In this guide, we’ll explain what soft and hard forks are, how they differ, what examples of important Bitcoin forks are, and whether they have been successful.  

What Is a Soft Fork?

A soft fork is a backward-compatible upgrade to a blockchain protocol. This allows for the introduction of updates while keeping the main rules of the original chain unchanged

Soft forks can help scale a blockchain, make it safer, or introduce other upgrades that improve the network one way or another. As soft forks are backward-compatible, blockchain node runners can still use the previous version of the protocol and be able to participate in the network. 

However, if they want to use all the benefits of new features, node owners would need to upgrade their node software. 

Important Bitcoin upgrades such as SegWit (Segregated Witness) and Taproot were introduced as soft forks, helping the network scale, making it more private, or enabling innovations on this blockchain, such as the Lightning Network and Ordinals. In either case, older Bitcoin nodes are still able to participate in the network by following pre-soft fork protocol rules. 

What Is a Hard Fork? 

A hard fork is an upgrade to a blockchain protocol that fundamentally changes the network as a new chain is created.

Hard forks are used to create a new version of the original blockchain. It can be done for two main reasons: to introduce a fundamental change to the protocol or to create a competing chain. 

In the former case, the original chain usually stops being updated and all the activity moves to the new one. In case a hard fork is attempting to create a competing chain, both chains can grow separately, allowing the market to decide which is better. 

Via hard forks, a new token can be introduced, consensus rules might be changed, or a user might decide to backroll transactions on the original chain. 

Bitcoin saw multiple hard forks as various teams attempted to create “a better version of Bitcoin,” forking the Bitcoin blockchain and introducing changes to the protocol. 

The most prominent example is the Bitcoin Cash (BCH) hard fork in 2017, which introduced 32 MB blocks on this chain (Bitcoin’s block size now is effectively 4 MB). Another example was the Ethereum (ETH) hard fork in 2016, which was implemented to return stolen funds after the DAO hack. 

How Do Soft Forks and Hard Forks in Blockchain Work?

Soft and hard forks have a similar approach. 

In both cases, a change in the protocol is proposed, carefully discussed, and later voted upon. If the vote passes, the fork is scheduled at a particular block height. This is known as the split block, after which the changes come into effect.  

The difference, however, is in the implementation of these upgrades. 

In the case of Bitcoin, soft forks require a majority of the network's miners to agree to the change. Node runners can enable the change if there is a majority agreement. Because soft forks are backward compatible, there are no issues verifying transactions. 

Hard forks, on the other hand, need all node runners and a majority of the miners to agree to the change and execute the chain split. 

Hard forks create an entirely new version of the original blockchain, sometimes with a new token and different protocol or consensus rules. On the other hand, soft forks are more like upgrades to the existing infrastructure.

Given records ▸
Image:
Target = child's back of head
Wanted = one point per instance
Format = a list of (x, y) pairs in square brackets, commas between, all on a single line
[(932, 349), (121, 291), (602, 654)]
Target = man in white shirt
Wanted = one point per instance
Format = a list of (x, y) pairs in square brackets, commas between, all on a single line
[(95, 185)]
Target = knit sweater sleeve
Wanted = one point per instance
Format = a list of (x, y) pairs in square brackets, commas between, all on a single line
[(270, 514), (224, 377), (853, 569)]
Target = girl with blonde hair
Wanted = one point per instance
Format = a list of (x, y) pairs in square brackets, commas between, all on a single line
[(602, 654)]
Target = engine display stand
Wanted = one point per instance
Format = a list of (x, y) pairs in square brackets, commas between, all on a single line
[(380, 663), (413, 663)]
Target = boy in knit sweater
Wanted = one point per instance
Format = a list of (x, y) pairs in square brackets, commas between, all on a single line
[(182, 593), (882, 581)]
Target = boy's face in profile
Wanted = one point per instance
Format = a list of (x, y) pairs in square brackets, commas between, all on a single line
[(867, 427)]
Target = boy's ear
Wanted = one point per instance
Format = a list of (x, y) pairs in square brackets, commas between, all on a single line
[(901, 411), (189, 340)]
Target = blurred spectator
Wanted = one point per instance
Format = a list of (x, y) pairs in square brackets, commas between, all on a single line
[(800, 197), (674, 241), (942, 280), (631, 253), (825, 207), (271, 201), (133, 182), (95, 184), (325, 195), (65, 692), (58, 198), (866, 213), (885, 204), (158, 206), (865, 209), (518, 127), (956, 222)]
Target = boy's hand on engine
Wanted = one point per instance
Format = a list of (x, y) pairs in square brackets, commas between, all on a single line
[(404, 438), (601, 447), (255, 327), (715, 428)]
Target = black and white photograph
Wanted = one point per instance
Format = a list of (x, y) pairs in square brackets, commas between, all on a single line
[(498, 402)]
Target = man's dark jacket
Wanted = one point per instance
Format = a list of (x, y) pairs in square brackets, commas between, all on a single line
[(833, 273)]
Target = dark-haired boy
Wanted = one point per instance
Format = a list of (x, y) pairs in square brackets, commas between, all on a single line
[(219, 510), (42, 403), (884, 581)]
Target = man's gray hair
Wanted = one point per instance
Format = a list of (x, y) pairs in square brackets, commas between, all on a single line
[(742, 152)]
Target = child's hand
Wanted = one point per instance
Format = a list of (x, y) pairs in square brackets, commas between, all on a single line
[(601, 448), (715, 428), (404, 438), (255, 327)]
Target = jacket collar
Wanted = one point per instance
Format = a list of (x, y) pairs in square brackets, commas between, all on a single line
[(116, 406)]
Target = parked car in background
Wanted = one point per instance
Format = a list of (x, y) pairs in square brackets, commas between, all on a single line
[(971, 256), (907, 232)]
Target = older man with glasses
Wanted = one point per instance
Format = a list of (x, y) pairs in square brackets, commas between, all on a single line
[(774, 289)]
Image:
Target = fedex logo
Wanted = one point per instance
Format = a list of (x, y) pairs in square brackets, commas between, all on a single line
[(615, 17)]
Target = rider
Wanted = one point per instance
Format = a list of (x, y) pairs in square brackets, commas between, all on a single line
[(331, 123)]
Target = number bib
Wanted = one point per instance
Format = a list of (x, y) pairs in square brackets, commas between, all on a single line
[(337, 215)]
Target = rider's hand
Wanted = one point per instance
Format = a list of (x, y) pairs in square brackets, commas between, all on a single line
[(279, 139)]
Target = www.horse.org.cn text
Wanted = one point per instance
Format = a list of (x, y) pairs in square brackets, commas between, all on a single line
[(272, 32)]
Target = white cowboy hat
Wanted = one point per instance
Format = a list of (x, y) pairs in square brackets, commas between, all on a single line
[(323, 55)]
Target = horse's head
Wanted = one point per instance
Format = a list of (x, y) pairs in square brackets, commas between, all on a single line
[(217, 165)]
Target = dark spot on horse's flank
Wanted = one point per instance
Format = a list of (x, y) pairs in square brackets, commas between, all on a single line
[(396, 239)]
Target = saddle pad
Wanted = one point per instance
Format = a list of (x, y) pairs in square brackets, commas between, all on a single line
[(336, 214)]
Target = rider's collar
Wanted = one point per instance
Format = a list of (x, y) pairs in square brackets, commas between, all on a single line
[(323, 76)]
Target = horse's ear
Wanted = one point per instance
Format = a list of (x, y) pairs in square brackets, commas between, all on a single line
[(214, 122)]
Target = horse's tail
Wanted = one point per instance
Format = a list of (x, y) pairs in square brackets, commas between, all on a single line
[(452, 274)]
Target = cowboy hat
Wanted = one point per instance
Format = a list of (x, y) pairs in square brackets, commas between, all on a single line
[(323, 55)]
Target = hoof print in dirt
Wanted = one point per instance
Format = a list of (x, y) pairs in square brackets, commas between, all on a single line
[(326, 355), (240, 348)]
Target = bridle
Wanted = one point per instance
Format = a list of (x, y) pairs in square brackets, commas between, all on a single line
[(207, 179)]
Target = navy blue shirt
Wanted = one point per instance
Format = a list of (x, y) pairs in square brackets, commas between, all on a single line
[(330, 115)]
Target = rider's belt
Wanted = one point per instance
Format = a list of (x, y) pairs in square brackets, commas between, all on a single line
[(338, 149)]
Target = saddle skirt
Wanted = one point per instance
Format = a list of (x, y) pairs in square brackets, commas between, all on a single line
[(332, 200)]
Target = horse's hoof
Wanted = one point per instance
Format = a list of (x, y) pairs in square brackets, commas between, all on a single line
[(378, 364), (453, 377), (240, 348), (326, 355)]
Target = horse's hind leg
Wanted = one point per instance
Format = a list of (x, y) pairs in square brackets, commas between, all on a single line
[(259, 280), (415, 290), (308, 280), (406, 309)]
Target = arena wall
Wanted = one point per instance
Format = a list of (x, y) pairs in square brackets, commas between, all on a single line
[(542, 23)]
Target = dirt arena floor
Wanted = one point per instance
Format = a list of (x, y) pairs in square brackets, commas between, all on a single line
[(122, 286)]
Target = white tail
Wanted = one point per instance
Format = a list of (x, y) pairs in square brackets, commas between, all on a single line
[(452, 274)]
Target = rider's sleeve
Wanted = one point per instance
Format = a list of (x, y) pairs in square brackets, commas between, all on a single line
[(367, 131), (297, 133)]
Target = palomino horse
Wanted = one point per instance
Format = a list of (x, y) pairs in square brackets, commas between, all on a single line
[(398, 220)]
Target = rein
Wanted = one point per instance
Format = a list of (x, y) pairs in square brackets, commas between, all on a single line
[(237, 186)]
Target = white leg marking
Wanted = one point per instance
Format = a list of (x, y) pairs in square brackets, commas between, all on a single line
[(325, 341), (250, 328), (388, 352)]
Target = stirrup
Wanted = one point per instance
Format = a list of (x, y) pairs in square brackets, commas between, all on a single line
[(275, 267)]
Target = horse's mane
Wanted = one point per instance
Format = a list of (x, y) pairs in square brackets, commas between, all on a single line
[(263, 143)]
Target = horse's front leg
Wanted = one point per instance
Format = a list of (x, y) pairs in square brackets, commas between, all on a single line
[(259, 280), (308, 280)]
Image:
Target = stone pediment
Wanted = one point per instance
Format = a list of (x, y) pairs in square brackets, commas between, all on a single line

Tasks ▸
A: Tally the lines of the records that contain the word "head" and give only the number.
B: Resume the guide on soft and hard blockchain forks, starting after its last sentence.

Responses in order ▸
A: 2

B:
Hard Fork vs. Soft Fork: What’s the Difference? 

There are several key differences between soft and hard forks: 

In addition to technical risks, hard forks can introduce a risk of division within the blockchain’s community if the implemented change is controversial. Moreover, every node in the network must agree to the new protocol changes – one node runner not agreeing to the change can further delay the upgrade. 

Real-World Examples of Soft Forks and Hard Forks in Bitcoin

There are several examples of soft and hard forks in Bitcoin, which have significantly impacted the history of the largest cryptocurrency: 

Segregated Witness Soft Fork

Occuring in August of 2017, the Segregated Witness (SegWit) soft fork helped increase Bitcoin block capacity, which now effectively stands at 4 MB, by removing the witness signatures from the transaction section. This has made the blockchain more efficient with faster and potentially cheaper transactions. This soft fork also laid the groundwork for the most popular Bitcoin Layer 2 scaling solution, Lightning Network.

The SegWit upgrade was implemented after the so-called Bitcoin Blocksize War, which resulted in the Bitcoin Cash hard fork on the same day. 

Bitcoin and Bitcoin Cash Hard Fork

Bitcoin Cash (BCH) is one of the first hard forks in Bitcoin history and remains the most popular. The idea behind this fork was to increase the block size to 32 MB and enable more peer-to-peer transactions on the blockchain.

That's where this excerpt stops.